INPUT MATERIAL:
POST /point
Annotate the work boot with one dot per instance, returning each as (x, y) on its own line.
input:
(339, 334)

--

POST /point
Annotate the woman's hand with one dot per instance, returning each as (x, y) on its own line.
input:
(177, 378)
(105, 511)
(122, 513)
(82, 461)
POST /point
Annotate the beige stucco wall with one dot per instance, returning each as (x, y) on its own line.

THE EXERCISE: Extract each line from the entries above that contains the string "with". Case counts.

PROBLEM SOLUTION:
Annotate the work boot with one dot per instance, returning each as (x, y) on its own line.
Annotate the woman's hand with one dot per instance, returning each as (x, y) on its own line.
Annotate the beige stucco wall with one dot per instance, returning each as (x, y) on its own line.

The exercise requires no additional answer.